WRITTEN INSTRUCTION. Extract every line of the data below that contains the word "palm".

DATASET EXCERPTS.
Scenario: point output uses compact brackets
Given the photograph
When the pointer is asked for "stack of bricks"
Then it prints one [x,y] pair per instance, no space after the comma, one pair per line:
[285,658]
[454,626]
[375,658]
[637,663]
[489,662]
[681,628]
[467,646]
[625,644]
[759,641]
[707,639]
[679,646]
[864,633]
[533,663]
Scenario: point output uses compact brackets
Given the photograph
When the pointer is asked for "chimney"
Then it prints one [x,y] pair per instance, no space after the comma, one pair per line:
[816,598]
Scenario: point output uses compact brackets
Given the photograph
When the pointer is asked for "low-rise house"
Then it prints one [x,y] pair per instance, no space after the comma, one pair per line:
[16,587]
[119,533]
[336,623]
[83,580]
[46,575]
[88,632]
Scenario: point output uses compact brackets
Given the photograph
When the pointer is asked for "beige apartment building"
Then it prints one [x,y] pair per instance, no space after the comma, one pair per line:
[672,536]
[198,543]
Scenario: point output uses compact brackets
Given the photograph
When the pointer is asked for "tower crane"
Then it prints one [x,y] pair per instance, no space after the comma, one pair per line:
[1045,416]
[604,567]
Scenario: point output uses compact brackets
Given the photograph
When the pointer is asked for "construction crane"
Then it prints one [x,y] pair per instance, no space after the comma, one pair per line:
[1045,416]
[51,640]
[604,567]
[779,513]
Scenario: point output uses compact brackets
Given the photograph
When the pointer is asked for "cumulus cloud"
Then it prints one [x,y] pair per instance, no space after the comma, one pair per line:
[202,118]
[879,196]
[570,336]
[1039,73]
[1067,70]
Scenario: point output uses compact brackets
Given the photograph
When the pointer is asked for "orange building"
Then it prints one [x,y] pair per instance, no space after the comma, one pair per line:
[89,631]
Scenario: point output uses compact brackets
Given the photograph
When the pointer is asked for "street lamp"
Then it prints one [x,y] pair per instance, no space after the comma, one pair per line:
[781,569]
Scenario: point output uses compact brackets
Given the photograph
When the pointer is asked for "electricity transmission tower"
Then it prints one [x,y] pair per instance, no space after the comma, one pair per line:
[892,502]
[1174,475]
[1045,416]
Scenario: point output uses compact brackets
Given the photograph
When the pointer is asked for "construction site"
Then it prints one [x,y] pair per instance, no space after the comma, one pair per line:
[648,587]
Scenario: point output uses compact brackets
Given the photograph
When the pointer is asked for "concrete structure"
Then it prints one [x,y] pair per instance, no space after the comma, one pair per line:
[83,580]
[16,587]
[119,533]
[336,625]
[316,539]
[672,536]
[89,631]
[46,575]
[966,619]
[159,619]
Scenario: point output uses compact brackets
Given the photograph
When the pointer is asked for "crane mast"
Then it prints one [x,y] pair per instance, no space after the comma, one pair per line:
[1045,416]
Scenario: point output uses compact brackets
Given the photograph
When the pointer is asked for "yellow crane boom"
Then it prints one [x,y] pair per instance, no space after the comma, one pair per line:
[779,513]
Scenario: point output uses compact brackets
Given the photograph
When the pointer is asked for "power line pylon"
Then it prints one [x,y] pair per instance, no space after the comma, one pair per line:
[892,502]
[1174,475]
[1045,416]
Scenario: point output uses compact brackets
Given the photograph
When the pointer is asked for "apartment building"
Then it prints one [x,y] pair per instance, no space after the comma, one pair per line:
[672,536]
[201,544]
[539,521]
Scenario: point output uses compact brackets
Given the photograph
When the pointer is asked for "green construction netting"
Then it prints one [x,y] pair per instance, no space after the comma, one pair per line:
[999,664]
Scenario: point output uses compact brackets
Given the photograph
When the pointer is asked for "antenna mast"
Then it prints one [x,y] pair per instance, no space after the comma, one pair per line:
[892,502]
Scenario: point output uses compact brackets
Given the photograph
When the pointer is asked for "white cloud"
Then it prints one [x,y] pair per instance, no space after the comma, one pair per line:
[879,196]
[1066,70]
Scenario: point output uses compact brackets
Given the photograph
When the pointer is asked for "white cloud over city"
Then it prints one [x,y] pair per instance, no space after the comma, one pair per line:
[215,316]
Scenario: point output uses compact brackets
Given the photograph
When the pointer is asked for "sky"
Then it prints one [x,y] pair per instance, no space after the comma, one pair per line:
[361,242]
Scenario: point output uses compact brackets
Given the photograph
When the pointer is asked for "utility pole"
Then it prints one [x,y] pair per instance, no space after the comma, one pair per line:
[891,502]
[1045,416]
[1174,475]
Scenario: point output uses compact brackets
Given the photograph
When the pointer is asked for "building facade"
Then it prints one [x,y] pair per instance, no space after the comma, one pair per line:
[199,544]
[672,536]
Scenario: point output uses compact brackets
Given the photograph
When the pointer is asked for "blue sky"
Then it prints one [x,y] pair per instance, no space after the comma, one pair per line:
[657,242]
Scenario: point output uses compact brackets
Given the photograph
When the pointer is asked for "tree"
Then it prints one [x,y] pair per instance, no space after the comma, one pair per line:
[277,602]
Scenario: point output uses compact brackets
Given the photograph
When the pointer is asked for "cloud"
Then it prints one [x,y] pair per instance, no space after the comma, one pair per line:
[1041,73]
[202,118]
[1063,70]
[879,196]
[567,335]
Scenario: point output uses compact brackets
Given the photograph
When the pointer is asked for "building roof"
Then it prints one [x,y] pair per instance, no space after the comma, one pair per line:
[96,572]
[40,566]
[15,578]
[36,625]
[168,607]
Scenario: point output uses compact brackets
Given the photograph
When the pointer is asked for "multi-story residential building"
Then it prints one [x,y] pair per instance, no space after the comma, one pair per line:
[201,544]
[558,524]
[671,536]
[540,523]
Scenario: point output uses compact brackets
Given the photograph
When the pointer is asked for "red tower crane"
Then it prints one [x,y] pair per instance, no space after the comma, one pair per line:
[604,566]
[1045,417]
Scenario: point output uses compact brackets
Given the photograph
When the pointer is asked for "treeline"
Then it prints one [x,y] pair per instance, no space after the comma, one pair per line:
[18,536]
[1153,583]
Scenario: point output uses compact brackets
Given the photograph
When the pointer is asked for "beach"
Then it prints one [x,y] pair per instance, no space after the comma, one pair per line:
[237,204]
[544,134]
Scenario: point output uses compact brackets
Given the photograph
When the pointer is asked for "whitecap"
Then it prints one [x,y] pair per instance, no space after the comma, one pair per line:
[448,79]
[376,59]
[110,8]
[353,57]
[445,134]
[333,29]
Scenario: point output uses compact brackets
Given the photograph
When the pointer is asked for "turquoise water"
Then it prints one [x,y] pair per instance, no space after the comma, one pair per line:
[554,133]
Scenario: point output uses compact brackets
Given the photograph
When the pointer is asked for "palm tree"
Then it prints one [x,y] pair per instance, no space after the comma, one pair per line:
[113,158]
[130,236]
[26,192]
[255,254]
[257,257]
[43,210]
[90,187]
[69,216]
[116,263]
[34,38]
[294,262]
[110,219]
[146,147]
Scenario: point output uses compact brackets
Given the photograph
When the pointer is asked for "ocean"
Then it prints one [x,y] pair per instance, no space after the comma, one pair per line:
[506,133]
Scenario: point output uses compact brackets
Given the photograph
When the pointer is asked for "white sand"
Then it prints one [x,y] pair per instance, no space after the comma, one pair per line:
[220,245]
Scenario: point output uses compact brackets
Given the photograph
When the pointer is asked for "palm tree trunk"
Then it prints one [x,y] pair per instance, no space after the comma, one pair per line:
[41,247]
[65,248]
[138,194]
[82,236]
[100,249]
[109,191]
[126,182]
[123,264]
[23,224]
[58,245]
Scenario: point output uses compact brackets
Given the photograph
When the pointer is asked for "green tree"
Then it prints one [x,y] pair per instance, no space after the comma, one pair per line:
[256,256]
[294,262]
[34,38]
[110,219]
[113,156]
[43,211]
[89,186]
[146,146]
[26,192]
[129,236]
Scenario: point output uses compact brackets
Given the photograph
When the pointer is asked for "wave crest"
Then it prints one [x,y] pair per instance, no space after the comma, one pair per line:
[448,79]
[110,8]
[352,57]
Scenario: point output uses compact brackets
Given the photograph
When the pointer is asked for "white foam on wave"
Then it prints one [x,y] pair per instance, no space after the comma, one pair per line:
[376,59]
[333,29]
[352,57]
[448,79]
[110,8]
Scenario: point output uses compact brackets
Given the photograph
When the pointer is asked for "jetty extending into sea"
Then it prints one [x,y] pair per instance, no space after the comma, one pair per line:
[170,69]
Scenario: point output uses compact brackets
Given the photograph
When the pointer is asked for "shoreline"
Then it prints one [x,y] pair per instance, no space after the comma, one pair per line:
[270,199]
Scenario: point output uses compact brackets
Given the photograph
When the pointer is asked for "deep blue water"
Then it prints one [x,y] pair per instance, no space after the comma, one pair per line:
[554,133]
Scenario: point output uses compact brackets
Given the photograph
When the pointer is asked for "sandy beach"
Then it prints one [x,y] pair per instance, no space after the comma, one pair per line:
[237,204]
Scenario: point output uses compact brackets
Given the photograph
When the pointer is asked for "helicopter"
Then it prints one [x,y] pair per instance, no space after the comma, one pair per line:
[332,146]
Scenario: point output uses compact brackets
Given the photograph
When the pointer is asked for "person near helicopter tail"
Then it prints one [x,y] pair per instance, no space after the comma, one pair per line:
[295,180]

ANSWER FOR THIS EXERCISE.
When the pointer is asked for "palm tree"
When the pointer is asked for "palm tree trunk"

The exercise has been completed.